- [Supplied passage]
+ + + + +

Quite outside the charmed Oxford life are the subjects of some of Mr Rothenstein’s generally piquant portraits. There is the portrait of Emile Zola, for instance. I never saw the man. This may or may not be a terre-à-terre view of him. Most probably it is. But certainly the face, with its set lips and hollow cheeks, is cleverly rendered, though in such rendering we may fancy not so much the author of the Faute de l’Abbé Mouret and of the Page d’Amour, as the author of Nana and of Le Ventre de Paris. Again, there is a portrait, at once refined and forcible, of that great gentleman, path-breaking novelist, and dainty connoisseur, Edmond de Goncourt, elderly, but with fires unquenched in the dark, piercing eyes, and the great decoration, so to say, of snow-white hair. Then again, the pretty, pleasing lady, the fresh young thing with her big bonnet—the lady seen full-face, her lips drawn so tenderly. Such flesh and blood as hers, had the Millament of Congreve. If sometimes in them the anatomy of the figures is expressed insufficiently, these works are at least executed with well-acquired knowledge of the effects to which Lithography best lends itself. It can escape no one that, whatever be their faults, the artist utters in them a note that is his own.

To trace, with fairness, the revival of Lithography, even in England only, it should be mentioned that a generation after the achievements of Samuel Prout—his records of architecture in Flanders and in Germany—and the somewhat overrated performances of Harding, the members of the Hogarth Sketching Club made one night, at the house of Mr Way, the elder—the date was the 15th of December, 1874—a set of drawings on the stone. They must be rare, now. Indeed the only copy I have seen was that shown to me at the printing-house in Wellington Street. One of the best was Charles Green’s drawing of two men—ostlers, both of them, or of ostler rank—one of them lighting his pipe. The hand is excellently modelled: the light and shade of the whole subject has crispness and vigour. Sir James Linton contributed a Coriolanus subject, in something more than outline, though not fully expressed—and yet it is beautifully drawn. Mr Coke sent a Massacre of the Innocents, classic and charming in contour; while to look at the Sir Galahad of Mr E. J. Gregory is to recall to mind completely the great Romantic Gregory of that early day.

In the Paris Exhibition of Lithographs and in that at Mr Dunthorne’s, there have figured a group of subjects done lately by well-known Academicians and others, and printed—some of them with novel effects—by or under the close direction of Mr Goulding, that famous printer of etchings, who now, it seems, has the laudable ambition of rivalling, as a printer of lithographs, the great house of Way. He has his own methods. The original work is of extremely various quality. Much of it was produced somewhat hurriedly. I do not mean that the drawings were done rapidly, or that it would have been wrong if they had been; for, obviously, the rapid drawing of the capable is often as fine as the slowest, and has the interest of a more urgent message. I mean that they were done, for the most part, by those not versed, as yet, in such secrets as Lithography possesses. Yet, coming often from artists of distinction, many of them have merits. Not much is finer than a girl’s head, by Mr Watts. It is mostly “in tone”; and it is scarcely too much to say of it that it is strong as anything of Leonardo’s—as anything of Holbein’s, one might as easily declare, did not Holbein’s name suggest, along with strength, a certain austerity which Mr Watts mostly avoids. There is a graceful figure-drawing by Lord Leighton, who was interested in the new movement, but who was far too sensible to set vast store by what—as I remember that he wrote to tell me—was the only lithographic drawing he had ever executed. There are strong studies by Sargent—rather brutal perhaps in light and shade—of male models, whose partial nudity there is little to render interesting.

+ + + + +

- [Written problem]
Please list each work by Emile Zola that the lithography passage above names.

+ + + + +

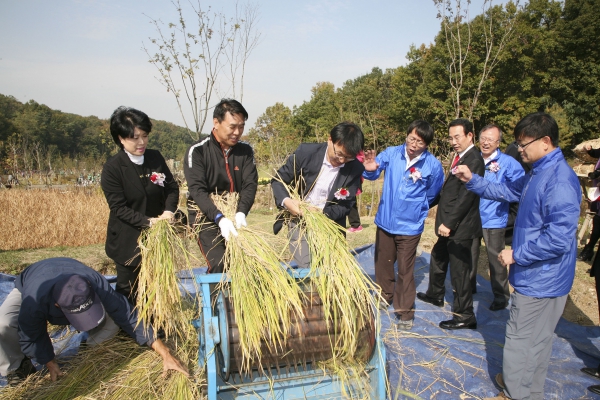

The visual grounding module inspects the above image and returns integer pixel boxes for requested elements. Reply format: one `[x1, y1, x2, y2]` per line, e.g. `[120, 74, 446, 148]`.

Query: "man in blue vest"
[363, 120, 444, 330]
[471, 124, 524, 311]
[454, 112, 581, 399]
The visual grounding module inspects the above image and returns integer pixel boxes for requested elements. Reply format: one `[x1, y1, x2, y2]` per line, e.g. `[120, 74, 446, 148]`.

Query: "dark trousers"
[470, 238, 481, 293]
[504, 203, 519, 246]
[348, 202, 360, 228]
[471, 228, 510, 303]
[375, 228, 421, 321]
[198, 221, 225, 274]
[427, 237, 475, 322]
[115, 262, 140, 305]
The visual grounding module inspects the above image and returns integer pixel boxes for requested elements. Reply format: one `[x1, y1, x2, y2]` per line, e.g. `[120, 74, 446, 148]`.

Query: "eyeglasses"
[331, 142, 354, 161]
[479, 138, 499, 143]
[406, 136, 425, 146]
[517, 136, 546, 150]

+ + + + +

- [Result of this exercise]
Faute de l’Abbé Mouret
Page d’Amour
Nana
Le Ventre de Paris